EXERCISE DETAILS: Give the records back in full, exactly as they read.

EXERCISE DATA:
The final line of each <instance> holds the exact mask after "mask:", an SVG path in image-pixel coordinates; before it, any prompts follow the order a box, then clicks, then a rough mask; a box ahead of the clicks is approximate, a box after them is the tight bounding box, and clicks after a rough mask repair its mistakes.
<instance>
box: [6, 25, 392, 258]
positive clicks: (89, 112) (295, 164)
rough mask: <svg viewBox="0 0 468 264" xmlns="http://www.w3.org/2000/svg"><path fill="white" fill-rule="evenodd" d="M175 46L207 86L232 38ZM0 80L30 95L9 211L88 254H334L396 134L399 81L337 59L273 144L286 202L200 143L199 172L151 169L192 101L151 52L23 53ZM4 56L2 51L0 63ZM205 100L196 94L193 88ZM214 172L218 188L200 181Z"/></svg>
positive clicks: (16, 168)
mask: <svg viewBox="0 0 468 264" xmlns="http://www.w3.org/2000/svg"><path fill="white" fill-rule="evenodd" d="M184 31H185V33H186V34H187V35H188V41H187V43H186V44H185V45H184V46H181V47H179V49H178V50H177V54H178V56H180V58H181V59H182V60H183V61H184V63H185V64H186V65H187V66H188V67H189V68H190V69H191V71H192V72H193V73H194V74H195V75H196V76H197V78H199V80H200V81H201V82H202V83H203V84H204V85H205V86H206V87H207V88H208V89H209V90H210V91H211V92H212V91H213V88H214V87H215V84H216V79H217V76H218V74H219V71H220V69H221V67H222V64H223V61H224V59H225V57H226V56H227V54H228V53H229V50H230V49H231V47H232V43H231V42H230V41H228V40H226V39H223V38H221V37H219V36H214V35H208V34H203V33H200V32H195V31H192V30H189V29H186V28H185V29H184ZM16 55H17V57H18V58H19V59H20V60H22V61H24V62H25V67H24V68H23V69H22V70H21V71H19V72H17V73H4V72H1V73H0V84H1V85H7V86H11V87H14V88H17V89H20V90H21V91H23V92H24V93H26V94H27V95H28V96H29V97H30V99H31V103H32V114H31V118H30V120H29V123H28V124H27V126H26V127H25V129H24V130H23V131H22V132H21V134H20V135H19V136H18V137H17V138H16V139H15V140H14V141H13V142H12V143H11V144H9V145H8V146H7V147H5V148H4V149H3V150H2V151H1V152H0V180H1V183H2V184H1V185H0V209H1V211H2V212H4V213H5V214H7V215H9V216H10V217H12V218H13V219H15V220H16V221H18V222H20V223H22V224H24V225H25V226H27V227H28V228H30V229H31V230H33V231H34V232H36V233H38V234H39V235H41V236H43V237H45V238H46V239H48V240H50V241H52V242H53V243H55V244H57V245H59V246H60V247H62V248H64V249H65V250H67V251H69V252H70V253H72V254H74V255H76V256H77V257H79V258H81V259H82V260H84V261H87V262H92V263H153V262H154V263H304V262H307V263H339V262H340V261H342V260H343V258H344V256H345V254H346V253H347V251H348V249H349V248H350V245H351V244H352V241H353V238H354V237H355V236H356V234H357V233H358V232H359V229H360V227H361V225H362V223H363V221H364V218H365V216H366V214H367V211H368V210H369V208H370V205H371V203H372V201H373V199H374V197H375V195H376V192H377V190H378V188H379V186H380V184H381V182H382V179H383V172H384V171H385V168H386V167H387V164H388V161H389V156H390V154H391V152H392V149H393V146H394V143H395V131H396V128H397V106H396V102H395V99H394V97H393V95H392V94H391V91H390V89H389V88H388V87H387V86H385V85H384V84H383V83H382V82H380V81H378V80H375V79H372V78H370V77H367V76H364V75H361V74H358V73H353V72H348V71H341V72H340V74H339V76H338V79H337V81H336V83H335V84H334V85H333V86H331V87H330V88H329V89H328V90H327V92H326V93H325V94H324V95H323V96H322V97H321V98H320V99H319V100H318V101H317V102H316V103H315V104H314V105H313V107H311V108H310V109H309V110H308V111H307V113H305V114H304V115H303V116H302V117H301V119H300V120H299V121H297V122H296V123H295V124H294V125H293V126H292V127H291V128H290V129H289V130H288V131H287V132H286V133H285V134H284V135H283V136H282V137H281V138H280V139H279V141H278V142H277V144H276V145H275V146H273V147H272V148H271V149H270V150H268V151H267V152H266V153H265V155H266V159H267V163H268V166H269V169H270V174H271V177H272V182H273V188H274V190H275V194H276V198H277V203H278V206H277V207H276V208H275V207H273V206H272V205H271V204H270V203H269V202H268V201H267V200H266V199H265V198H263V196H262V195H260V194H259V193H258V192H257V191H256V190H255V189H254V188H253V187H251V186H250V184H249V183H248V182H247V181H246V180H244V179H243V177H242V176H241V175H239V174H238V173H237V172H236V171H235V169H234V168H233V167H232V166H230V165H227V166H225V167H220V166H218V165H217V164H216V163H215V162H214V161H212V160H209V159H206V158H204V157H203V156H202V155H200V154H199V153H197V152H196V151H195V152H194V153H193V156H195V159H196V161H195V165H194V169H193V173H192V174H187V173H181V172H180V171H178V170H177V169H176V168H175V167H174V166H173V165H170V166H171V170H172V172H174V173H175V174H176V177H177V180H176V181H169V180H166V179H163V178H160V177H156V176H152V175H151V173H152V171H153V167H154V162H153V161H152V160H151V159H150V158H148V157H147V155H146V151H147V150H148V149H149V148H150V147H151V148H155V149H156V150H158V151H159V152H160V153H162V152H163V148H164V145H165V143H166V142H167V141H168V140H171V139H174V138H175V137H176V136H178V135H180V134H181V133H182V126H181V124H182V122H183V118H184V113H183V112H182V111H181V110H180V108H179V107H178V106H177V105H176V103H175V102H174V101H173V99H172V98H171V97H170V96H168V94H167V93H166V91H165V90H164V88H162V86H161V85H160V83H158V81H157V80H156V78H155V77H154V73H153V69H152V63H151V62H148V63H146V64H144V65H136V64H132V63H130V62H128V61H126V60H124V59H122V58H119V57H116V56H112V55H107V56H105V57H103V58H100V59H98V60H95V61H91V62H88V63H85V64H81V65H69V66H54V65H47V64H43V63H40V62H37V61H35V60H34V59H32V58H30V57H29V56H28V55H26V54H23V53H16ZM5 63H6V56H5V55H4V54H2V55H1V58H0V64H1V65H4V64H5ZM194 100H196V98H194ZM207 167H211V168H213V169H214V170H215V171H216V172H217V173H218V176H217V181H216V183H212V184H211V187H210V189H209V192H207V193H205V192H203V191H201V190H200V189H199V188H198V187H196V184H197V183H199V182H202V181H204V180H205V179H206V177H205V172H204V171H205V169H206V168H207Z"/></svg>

TASK RESULT:
The final line of each <instance> holds the exact mask after "mask:", an SVG path in image-pixel coordinates; before it, any prompts follow the order a box, then clicks, then a rough mask; a box ahead of the clicks is approximate, a box after them is the tight bounding box, and clicks after a rough mask repair its mistakes.
<instance>
box: [6, 25, 392, 258]
positive clicks: (89, 112) (295, 164)
rough mask: <svg viewBox="0 0 468 264" xmlns="http://www.w3.org/2000/svg"><path fill="white" fill-rule="evenodd" d="M175 46L207 86L232 38ZM0 80L30 95L9 211L88 254H334L396 134L399 81L337 59L273 144L286 202L200 143L199 172L151 169L192 101L151 52L23 53ZM4 56L2 51L0 63ZM205 100L196 94L193 88ZM214 172L218 188L200 181Z"/></svg>
positive clicks: (16, 168)
mask: <svg viewBox="0 0 468 264" xmlns="http://www.w3.org/2000/svg"><path fill="white" fill-rule="evenodd" d="M184 31H185V33H186V34H187V35H188V41H187V43H186V44H185V45H184V46H181V47H179V49H178V50H177V54H178V56H180V58H181V59H182V60H183V61H184V63H185V64H186V65H187V66H188V67H189V68H190V69H191V71H192V72H193V73H194V74H195V75H196V76H197V78H199V80H200V81H201V82H202V83H203V84H204V85H205V86H206V87H207V88H208V89H209V90H210V91H211V92H212V91H213V88H214V87H215V84H216V79H217V76H218V74H219V71H220V69H221V67H222V64H223V61H224V59H225V57H226V56H227V54H228V53H229V50H230V49H231V47H232V43H231V42H230V41H228V40H226V39H223V38H221V37H219V36H214V35H208V34H203V33H200V32H195V31H192V30H189V29H186V28H185V29H184ZM16 55H17V57H18V58H19V59H20V60H22V61H24V62H25V67H24V68H23V69H22V70H21V71H19V72H17V73H4V72H1V73H0V84H1V85H7V86H11V87H14V88H17V89H20V90H21V91H23V92H24V93H26V94H27V95H28V96H29V97H30V99H31V103H32V114H31V118H30V120H29V123H28V124H27V126H26V127H25V129H24V130H23V131H22V132H21V134H20V135H19V136H18V137H17V138H16V139H15V140H14V141H13V142H12V143H11V144H9V145H8V146H7V147H5V148H4V149H3V150H2V151H1V152H0V180H1V183H2V184H1V185H0V209H1V211H2V212H4V213H5V214H7V215H9V216H10V217H12V218H13V219H15V220H16V221H18V222H20V223H22V224H24V225H25V226H27V227H28V228H30V229H31V230H33V231H34V232H36V233H38V234H39V235H41V236H43V237H45V238H46V239H48V240H50V241H52V242H53V243H55V244H57V245H59V246H60V247H62V248H64V249H65V250H67V251H69V252H70V253H72V254H74V255H76V256H77V257H79V258H81V259H82V260H84V261H87V262H92V263H153V262H154V263H304V262H307V263H339V262H340V261H342V260H343V258H344V256H345V254H346V253H347V251H348V249H349V248H350V245H351V244H352V241H353V238H354V237H355V236H356V234H357V233H358V232H359V229H360V227H361V225H362V223H363V221H364V218H365V216H366V214H367V211H368V210H369V208H370V205H371V203H372V201H373V199H374V197H375V195H376V192H377V190H378V188H379V186H380V184H381V182H382V179H383V172H384V171H385V168H386V167H387V164H388V161H389V156H390V154H391V152H392V149H393V146H394V143H395V131H396V128H397V106H396V102H395V99H394V97H393V95H392V94H391V91H390V89H389V88H388V87H387V86H385V85H384V84H383V83H382V82H380V81H378V80H375V79H372V78H370V77H367V76H364V75H361V74H358V73H353V72H348V71H341V72H340V74H339V76H338V79H337V81H336V83H335V84H334V85H333V86H331V87H330V88H329V89H328V90H327V92H326V93H325V94H324V95H323V96H322V97H321V98H320V99H319V100H318V101H317V102H316V103H315V104H314V105H313V107H311V108H310V109H309V110H308V111H307V113H305V114H304V115H303V116H302V117H301V119H300V120H299V121H297V122H296V123H295V124H294V125H293V126H292V127H291V128H290V129H289V130H288V131H287V132H286V133H285V134H284V135H283V136H282V137H281V138H280V139H279V141H278V142H277V144H276V145H275V146H273V147H272V148H271V149H270V150H268V151H267V152H266V153H265V155H266V159H267V163H268V166H269V169H270V174H271V177H272V182H273V188H274V190H275V194H276V198H277V203H278V206H277V207H276V208H275V207H273V206H272V205H271V204H270V203H269V202H268V201H267V200H266V199H265V198H263V196H262V195H260V194H259V193H258V192H257V191H256V190H255V189H254V188H253V187H251V186H250V184H249V183H248V182H247V181H246V180H244V179H243V177H242V176H241V175H239V174H238V173H237V172H236V171H235V169H234V168H233V167H232V166H230V165H227V166H225V167H220V166H218V165H217V164H216V163H215V162H214V161H212V160H209V159H206V158H204V157H203V156H202V155H200V154H199V153H197V152H196V151H195V152H194V153H193V156H195V159H196V161H195V165H194V169H193V173H192V174H187V173H181V172H180V171H178V170H177V169H176V168H175V167H174V166H173V165H170V166H171V170H172V172H174V173H175V174H176V177H177V180H176V181H169V180H166V179H163V178H160V177H156V176H152V175H151V173H152V171H153V167H154V162H153V161H152V160H151V159H150V158H148V157H147V155H146V151H147V150H148V149H149V148H150V147H151V148H155V149H156V150H158V151H159V152H160V153H162V152H163V148H164V145H165V143H166V142H167V141H168V140H171V139H174V138H175V137H176V136H178V135H180V134H181V133H182V126H181V124H182V122H183V118H184V113H183V112H182V111H181V110H180V108H179V107H178V106H177V105H176V103H175V102H174V101H173V99H172V98H171V97H170V96H168V94H167V93H166V91H165V90H164V88H162V86H161V85H160V83H158V81H157V80H156V78H155V77H154V73H153V69H152V63H151V62H148V63H146V64H144V65H136V64H132V63H130V62H128V61H126V60H124V59H122V58H119V57H116V56H112V55H107V56H105V57H103V58H100V59H98V60H95V61H91V62H88V63H85V64H81V65H69V66H54V65H47V64H43V63H40V62H37V61H35V60H34V59H32V58H30V57H29V56H28V55H26V54H23V53H16ZM5 63H6V56H5V55H4V54H2V55H1V58H0V64H1V65H4V64H5ZM194 100H196V98H194ZM207 167H211V168H213V169H214V170H215V171H216V172H217V173H218V176H217V181H216V183H212V184H211V187H210V189H209V192H207V193H205V192H203V191H201V190H200V189H199V188H198V187H196V184H197V183H199V182H202V181H204V180H205V179H206V177H205V172H204V171H205V169H206V168H207Z"/></svg>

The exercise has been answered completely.